> **EXERCISE DIRECTIONS**: Below are the records; copy exactly the stretch from the line containing "box: [593, 7, 665, 195]" through the line containing "box: [432, 235, 530, 315]", both ends included, and nothing else.

-.-.-

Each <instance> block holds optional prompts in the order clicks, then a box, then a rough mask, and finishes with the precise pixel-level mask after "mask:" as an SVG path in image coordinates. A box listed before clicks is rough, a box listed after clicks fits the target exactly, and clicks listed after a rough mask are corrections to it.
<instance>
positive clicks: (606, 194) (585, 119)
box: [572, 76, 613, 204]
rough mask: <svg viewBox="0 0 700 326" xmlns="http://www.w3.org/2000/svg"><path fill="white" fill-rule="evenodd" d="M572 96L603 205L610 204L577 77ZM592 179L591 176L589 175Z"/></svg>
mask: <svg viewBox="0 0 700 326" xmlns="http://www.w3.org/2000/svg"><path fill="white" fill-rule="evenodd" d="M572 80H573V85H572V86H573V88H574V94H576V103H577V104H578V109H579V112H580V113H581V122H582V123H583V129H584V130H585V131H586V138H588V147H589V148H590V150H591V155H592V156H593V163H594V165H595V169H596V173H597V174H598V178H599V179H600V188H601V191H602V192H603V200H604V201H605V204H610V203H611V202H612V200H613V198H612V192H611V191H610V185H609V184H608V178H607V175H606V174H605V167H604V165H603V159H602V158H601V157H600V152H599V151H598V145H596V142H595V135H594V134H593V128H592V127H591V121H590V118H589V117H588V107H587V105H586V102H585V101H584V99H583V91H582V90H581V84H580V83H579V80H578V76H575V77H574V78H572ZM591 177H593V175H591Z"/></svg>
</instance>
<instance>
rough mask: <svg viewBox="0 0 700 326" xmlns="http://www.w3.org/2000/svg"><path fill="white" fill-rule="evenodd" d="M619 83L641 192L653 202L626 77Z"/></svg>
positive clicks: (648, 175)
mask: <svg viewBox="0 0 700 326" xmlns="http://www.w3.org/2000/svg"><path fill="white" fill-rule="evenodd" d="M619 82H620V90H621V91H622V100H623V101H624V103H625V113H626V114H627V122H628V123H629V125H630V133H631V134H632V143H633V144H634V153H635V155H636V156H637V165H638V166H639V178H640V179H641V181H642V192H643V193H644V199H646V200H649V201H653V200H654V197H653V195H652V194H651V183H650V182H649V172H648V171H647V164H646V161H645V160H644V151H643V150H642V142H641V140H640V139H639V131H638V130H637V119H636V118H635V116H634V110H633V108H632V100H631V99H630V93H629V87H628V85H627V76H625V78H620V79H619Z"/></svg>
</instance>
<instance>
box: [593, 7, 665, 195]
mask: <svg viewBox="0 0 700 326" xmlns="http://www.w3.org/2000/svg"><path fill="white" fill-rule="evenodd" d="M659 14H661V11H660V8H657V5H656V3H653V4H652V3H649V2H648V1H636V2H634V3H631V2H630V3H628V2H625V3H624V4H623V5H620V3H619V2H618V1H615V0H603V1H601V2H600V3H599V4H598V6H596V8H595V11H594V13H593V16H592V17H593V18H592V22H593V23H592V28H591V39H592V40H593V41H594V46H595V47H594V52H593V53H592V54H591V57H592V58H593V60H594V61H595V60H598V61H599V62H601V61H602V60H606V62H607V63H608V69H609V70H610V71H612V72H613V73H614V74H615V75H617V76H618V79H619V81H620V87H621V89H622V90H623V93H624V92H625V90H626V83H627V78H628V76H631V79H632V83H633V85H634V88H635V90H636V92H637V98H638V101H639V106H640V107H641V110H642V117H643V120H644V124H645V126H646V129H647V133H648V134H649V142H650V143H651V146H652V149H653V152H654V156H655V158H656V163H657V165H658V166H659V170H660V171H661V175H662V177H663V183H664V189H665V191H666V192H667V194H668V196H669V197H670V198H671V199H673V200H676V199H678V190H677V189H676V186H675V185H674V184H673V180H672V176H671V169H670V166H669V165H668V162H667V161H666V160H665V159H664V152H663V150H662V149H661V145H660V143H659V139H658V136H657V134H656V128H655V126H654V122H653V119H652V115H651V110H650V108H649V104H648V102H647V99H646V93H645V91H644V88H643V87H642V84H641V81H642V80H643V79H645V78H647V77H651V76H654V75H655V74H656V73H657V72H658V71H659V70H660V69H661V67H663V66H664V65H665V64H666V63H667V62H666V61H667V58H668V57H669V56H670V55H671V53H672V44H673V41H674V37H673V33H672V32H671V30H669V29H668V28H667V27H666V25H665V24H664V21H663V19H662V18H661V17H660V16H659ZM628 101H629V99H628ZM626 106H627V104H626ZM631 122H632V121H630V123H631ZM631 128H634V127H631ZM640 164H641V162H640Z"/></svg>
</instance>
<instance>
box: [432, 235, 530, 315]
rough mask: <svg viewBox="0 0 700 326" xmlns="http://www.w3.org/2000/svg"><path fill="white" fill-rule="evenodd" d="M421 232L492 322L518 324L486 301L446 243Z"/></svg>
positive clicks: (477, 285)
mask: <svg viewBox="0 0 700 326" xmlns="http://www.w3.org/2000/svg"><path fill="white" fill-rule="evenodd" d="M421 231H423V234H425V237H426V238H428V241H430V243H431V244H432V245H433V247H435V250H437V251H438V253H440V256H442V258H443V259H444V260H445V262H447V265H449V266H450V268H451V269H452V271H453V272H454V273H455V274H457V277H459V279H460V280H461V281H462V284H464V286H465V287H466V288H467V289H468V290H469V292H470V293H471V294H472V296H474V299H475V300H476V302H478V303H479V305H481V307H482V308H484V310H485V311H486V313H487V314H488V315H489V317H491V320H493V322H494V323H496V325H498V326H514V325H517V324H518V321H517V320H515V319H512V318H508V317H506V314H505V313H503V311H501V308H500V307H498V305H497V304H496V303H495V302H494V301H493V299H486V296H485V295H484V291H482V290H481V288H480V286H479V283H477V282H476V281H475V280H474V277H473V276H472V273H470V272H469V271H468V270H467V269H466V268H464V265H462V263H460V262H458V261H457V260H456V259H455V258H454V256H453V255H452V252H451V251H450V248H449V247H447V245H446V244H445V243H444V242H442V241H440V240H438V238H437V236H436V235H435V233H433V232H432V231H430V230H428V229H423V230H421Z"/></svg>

-.-.-

> **SOLUTION FOR THIS PROBLEM**:
box: [593, 7, 665, 195]
mask: <svg viewBox="0 0 700 326" xmlns="http://www.w3.org/2000/svg"><path fill="white" fill-rule="evenodd" d="M659 14H661V11H660V8H657V5H656V3H653V4H652V3H649V2H648V1H636V2H634V3H631V2H630V3H628V2H625V3H624V4H623V5H620V3H619V2H618V1H615V0H603V1H601V2H600V3H599V4H598V6H596V8H595V11H594V13H593V16H592V17H593V18H592V22H593V23H592V28H591V39H592V40H593V41H594V46H595V47H594V52H593V53H592V54H591V57H592V58H593V60H594V61H595V60H598V61H599V62H601V61H602V60H606V62H607V63H608V69H609V70H610V71H612V72H613V73H614V74H615V75H617V76H618V79H619V81H620V87H621V89H622V90H623V93H624V92H625V90H626V83H627V78H628V76H631V79H632V83H633V85H634V88H635V90H636V92H637V98H638V101H639V106H640V107H641V110H642V117H643V120H644V124H645V126H646V129H647V133H648V134H649V142H650V143H651V146H652V149H653V152H654V156H655V158H656V163H657V165H658V166H659V170H660V171H661V175H662V177H663V183H664V189H665V191H666V192H667V194H668V196H669V197H670V198H671V199H673V200H676V199H678V190H677V189H676V186H675V185H674V184H673V180H672V176H671V169H670V166H669V165H668V162H667V161H666V160H665V159H664V152H663V150H662V149H661V145H660V143H659V139H658V136H657V134H656V128H655V126H654V122H653V119H652V115H651V110H650V108H649V104H648V102H647V99H646V93H645V91H644V88H643V87H642V84H641V81H642V80H643V79H645V78H647V77H651V76H654V75H655V74H656V73H657V72H658V71H659V70H660V69H661V67H663V66H664V65H665V64H666V63H667V62H666V61H667V58H668V57H669V56H670V55H671V53H672V44H673V41H674V37H673V33H672V32H671V30H669V29H668V28H667V27H666V25H665V24H664V21H663V19H662V18H661V17H660V16H659ZM628 101H629V99H628ZM626 106H627V104H626ZM631 122H632V121H630V123H631ZM631 128H634V127H631ZM640 164H641V162H640Z"/></svg>
</instance>
<instance>
box: [432, 235, 530, 315]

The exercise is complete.